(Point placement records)
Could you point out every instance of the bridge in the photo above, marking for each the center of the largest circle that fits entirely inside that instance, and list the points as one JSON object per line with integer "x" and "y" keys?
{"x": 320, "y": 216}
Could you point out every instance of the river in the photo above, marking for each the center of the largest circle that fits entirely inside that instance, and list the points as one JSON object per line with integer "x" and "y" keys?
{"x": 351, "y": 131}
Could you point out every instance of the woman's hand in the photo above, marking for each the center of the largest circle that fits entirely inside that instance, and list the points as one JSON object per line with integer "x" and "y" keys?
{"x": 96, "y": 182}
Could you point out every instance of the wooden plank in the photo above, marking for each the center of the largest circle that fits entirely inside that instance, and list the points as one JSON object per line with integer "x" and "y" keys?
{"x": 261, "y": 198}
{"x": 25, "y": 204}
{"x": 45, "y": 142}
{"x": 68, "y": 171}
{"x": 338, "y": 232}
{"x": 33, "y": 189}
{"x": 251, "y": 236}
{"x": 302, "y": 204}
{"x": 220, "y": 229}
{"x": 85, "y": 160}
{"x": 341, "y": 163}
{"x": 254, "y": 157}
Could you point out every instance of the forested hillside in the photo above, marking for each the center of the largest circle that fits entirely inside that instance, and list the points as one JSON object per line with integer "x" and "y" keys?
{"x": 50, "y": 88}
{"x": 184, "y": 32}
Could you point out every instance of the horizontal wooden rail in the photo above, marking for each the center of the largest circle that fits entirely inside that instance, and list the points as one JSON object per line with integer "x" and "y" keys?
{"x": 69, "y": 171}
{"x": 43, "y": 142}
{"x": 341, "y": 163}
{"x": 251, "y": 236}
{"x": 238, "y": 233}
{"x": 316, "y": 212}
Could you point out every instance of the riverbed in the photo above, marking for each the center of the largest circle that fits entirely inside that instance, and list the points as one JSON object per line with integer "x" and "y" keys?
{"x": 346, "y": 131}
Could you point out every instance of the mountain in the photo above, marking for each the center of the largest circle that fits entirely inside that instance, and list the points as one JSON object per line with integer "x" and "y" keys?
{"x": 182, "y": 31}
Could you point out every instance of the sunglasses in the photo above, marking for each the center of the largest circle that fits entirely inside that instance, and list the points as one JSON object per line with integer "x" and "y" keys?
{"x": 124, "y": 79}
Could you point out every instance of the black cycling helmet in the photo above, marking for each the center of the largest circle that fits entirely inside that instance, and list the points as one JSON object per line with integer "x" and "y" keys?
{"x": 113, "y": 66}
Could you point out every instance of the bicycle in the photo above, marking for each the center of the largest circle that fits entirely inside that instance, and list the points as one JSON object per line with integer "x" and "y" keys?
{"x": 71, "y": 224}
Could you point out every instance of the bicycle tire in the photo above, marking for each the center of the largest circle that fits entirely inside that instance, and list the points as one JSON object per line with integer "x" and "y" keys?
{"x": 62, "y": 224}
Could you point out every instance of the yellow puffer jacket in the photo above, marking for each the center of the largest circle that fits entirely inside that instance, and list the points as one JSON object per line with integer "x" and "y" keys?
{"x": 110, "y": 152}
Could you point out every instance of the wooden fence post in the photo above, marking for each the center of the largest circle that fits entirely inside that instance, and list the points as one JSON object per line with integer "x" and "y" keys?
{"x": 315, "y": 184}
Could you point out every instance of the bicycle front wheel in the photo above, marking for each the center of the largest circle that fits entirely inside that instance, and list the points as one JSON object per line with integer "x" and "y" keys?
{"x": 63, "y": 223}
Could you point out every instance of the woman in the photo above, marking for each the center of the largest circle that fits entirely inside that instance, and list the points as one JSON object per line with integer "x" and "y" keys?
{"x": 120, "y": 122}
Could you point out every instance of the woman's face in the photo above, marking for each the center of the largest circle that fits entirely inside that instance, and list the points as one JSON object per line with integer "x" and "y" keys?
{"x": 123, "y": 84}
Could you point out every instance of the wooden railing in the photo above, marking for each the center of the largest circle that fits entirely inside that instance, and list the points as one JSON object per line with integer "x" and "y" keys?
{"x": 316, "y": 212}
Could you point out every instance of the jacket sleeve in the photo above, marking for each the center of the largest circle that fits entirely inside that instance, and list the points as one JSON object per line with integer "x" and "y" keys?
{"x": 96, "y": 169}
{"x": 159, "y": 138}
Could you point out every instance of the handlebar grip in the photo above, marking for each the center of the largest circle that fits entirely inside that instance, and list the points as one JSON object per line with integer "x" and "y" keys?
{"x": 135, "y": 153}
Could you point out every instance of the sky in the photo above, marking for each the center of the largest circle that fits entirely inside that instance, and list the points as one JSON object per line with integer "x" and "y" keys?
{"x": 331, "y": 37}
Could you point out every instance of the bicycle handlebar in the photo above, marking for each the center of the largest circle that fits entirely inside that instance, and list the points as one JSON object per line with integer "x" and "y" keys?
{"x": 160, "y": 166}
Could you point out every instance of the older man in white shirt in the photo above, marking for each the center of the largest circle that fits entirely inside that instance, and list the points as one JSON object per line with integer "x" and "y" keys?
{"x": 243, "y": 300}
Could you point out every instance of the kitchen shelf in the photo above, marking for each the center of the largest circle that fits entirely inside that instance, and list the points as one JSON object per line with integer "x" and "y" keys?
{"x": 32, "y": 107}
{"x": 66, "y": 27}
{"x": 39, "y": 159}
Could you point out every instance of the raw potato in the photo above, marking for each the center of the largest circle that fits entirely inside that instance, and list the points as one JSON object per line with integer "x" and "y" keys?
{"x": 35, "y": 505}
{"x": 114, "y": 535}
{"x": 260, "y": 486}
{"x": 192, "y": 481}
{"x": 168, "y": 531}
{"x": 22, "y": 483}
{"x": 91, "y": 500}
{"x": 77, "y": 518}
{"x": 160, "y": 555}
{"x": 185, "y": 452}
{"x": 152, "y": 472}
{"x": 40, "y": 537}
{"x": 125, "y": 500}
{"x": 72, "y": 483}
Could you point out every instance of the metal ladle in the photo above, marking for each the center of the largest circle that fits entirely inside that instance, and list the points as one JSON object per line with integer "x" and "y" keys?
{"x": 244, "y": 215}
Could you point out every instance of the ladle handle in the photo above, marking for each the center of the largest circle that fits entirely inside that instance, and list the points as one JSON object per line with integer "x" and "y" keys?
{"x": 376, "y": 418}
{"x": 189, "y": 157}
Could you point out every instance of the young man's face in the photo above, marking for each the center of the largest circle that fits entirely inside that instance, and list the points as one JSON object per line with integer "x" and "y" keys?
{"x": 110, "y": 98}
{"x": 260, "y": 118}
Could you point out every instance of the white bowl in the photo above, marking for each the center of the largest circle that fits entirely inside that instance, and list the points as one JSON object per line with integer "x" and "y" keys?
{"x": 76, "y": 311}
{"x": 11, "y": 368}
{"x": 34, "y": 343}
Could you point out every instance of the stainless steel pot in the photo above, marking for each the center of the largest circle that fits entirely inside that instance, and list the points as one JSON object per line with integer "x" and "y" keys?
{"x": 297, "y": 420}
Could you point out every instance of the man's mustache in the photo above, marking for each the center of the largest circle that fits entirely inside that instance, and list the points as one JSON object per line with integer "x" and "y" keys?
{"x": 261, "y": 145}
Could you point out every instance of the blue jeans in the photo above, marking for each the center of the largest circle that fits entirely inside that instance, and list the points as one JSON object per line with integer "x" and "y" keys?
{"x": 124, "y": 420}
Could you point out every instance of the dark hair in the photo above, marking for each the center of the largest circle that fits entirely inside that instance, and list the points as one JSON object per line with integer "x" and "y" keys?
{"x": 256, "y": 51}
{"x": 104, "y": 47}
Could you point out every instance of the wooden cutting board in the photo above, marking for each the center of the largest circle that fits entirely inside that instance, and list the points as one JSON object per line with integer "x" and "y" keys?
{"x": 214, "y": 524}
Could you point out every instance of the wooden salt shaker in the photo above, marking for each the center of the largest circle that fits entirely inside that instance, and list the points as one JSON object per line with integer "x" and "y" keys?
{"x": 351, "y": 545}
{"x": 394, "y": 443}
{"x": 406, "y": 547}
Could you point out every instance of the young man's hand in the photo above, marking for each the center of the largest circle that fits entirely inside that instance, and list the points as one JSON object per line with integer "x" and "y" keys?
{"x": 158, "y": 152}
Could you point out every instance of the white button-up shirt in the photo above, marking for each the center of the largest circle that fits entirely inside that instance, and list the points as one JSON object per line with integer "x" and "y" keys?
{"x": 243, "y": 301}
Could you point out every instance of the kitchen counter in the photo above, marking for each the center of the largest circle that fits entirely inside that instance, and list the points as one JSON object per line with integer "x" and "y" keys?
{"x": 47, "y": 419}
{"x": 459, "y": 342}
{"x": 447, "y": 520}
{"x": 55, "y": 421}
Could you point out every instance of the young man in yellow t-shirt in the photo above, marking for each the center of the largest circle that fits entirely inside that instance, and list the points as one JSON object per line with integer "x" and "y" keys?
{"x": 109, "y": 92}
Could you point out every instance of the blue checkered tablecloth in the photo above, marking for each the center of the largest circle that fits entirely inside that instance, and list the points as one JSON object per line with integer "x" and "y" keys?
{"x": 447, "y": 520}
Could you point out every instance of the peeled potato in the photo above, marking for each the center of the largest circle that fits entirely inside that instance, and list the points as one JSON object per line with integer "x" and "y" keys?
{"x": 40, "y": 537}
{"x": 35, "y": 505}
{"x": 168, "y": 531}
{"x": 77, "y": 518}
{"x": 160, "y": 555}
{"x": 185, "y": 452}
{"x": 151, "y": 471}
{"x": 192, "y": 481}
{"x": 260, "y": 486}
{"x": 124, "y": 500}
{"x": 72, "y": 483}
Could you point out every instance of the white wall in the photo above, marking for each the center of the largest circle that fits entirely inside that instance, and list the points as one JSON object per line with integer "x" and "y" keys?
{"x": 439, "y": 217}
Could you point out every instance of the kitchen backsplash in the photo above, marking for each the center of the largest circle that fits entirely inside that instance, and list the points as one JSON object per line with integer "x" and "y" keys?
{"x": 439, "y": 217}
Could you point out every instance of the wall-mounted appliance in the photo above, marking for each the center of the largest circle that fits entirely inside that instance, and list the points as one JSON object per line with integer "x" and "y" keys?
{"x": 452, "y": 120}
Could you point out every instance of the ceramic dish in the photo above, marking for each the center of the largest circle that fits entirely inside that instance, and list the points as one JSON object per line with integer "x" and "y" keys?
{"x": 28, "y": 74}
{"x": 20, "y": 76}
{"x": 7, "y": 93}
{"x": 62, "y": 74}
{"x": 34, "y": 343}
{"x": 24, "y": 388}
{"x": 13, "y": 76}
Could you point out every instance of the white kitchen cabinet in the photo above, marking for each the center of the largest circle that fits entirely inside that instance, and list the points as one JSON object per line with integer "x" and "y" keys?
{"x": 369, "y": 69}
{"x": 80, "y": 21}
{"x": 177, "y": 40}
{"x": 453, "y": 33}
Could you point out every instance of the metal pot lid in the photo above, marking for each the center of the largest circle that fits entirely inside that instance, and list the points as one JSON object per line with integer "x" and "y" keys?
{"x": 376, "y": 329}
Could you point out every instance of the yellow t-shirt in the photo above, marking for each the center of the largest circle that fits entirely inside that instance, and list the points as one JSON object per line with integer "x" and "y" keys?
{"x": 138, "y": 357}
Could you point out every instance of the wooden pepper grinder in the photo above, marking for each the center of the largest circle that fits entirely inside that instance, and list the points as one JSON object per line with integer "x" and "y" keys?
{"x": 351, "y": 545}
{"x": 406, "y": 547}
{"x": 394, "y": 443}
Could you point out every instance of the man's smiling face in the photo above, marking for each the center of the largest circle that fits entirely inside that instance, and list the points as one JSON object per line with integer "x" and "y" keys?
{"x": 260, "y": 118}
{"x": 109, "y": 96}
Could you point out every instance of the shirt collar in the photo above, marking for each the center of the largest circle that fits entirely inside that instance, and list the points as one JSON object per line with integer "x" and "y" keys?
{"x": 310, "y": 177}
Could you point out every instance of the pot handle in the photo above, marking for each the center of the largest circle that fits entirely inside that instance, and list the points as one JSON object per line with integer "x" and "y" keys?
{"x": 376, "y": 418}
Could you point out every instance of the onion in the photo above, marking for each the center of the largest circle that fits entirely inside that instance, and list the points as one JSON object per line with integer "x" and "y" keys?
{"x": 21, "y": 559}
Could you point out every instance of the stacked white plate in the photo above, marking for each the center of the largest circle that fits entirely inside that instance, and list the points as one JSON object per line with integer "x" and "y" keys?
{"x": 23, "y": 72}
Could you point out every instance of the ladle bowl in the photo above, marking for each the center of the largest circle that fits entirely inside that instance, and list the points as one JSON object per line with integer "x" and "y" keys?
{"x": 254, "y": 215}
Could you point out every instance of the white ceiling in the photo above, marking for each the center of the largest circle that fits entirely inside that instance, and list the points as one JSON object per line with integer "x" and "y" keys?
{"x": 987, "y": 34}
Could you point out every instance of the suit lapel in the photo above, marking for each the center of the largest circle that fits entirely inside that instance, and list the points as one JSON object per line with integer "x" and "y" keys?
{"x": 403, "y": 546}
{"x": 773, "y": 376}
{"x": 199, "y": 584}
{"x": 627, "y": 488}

WHAT YOU NEED TO DO. Reproduce exactly the lines from the one with "Could you point out every instance of the white ceiling" through the end of the entries above, both ends included.

RESPONSE TO THIS EXERCISE.
Could you point out every instance of the white ceiling in the photo above, marking for each the center of the largest circle that fits entirely inside that instance, and list the points as one JSON object per line with integer "x" and "y" keys?
{"x": 987, "y": 34}
Could you point out every instance of the suit lapel in the photo above, marking for each the center of the largest circle that fits entirely inside that instance, and list the points as one JSON object per line with integer "x" and "y" keys?
{"x": 403, "y": 546}
{"x": 773, "y": 376}
{"x": 199, "y": 584}
{"x": 627, "y": 488}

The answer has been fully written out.